Reproduce all of the records word for word, omitting the pictures.

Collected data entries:
____________

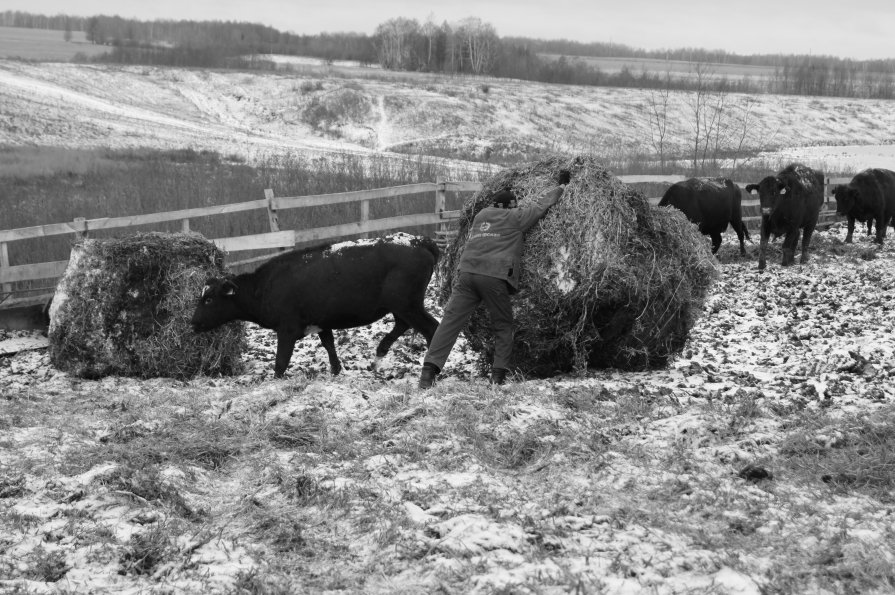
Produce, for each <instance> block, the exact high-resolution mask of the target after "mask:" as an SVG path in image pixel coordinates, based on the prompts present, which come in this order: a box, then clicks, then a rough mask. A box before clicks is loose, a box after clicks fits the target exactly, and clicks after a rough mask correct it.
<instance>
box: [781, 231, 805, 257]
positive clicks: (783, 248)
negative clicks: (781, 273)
mask: <svg viewBox="0 0 895 595" xmlns="http://www.w3.org/2000/svg"><path fill="white" fill-rule="evenodd" d="M800 231H801V230H800V229H799V228H798V227H796V228H795V229H794V230H790V231H788V232H786V237H784V238H783V266H789V265H791V264H793V263H794V262H795V261H796V245H798V243H799V232H800ZM802 249H803V250H804V246H803V248H802Z"/></svg>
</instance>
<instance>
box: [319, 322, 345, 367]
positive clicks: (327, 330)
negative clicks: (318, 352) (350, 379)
mask: <svg viewBox="0 0 895 595" xmlns="http://www.w3.org/2000/svg"><path fill="white" fill-rule="evenodd" d="M317 336H318V337H320V344H321V345H323V348H324V349H326V355H328V356H329V369H330V371H331V372H332V373H333V376H337V375H338V374H339V372H341V371H342V363H341V362H340V361H339V356H337V355H336V340H335V338H334V337H333V331H332V329H328V328H325V329H323V330H321V331H320V332H319V333H317Z"/></svg>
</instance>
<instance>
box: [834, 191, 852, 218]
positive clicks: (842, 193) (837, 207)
mask: <svg viewBox="0 0 895 595" xmlns="http://www.w3.org/2000/svg"><path fill="white" fill-rule="evenodd" d="M833 196H834V197H836V212H837V213H839V214H840V215H847V214H848V212H849V211H851V210H852V207H854V206H855V202H857V200H858V192H857V191H856V190H855V189H854V188H851V187H850V186H845V185H843V184H839V185H838V186H835V187H834V188H833Z"/></svg>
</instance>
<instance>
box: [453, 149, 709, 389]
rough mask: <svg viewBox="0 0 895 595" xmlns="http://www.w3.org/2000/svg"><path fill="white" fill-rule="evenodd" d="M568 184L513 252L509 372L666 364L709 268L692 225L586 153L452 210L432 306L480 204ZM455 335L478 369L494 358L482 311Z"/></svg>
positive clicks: (563, 159) (500, 183) (523, 168)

____________

- ANSWER BELOW:
Produce, for each <instance> block, the exact high-resolution mask of the target after "mask:" as an SVG path in image pixel coordinates, based on the prompts present, which come in this order: a box, then clicks, then a rough mask. A box before clicks is loose, a box after clicks fits the target exactly, and clicks after a rough mask correct it.
<instance>
box: [781, 231, 805, 257]
positive clicks: (783, 248)
negative clicks: (781, 273)
mask: <svg viewBox="0 0 895 595" xmlns="http://www.w3.org/2000/svg"><path fill="white" fill-rule="evenodd" d="M800 231H801V230H800V229H799V228H798V227H796V228H795V229H794V230H790V231H788V232H786V237H784V238H783V266H789V265H791V264H793V263H794V262H795V261H796V245H798V243H799V232H800ZM802 249H803V250H804V246H803V248H802Z"/></svg>
</instance>
<instance>
box: [319, 322, 345, 367]
positive clicks: (327, 330)
negative clicks: (318, 352) (350, 379)
mask: <svg viewBox="0 0 895 595" xmlns="http://www.w3.org/2000/svg"><path fill="white" fill-rule="evenodd" d="M317 336H318V337H320V344H321V345H323V348H324V349H326V355H328V356H329V369H330V371H331V372H332V373H333V376H337V375H338V374H339V372H341V371H342V363H341V362H340V361H339V356H337V355H336V340H335V338H334V337H333V331H332V329H328V328H325V329H323V330H321V331H320V332H319V333H317Z"/></svg>
</instance>
<instance>
box: [834, 191, 852, 218]
positive clicks: (842, 193) (837, 207)
mask: <svg viewBox="0 0 895 595" xmlns="http://www.w3.org/2000/svg"><path fill="white" fill-rule="evenodd" d="M833 196H834V197H836V212H837V213H839V214H840V215H847V214H848V212H849V211H851V210H852V207H854V206H855V202H857V200H858V192H857V191H856V190H855V189H854V188H851V187H850V186H845V185H843V184H839V185H838V186H835V187H834V188H833Z"/></svg>
</instance>
<instance>
box: [453, 149, 709, 389]
rough mask: <svg viewBox="0 0 895 595" xmlns="http://www.w3.org/2000/svg"><path fill="white" fill-rule="evenodd" d="M568 184L513 252L509 372L666 364L709 268L692 225L586 153L452 210L432 306L480 204ZM455 335L478 369L494 358L482 311Z"/></svg>
positive clicks: (563, 159) (500, 183) (523, 168)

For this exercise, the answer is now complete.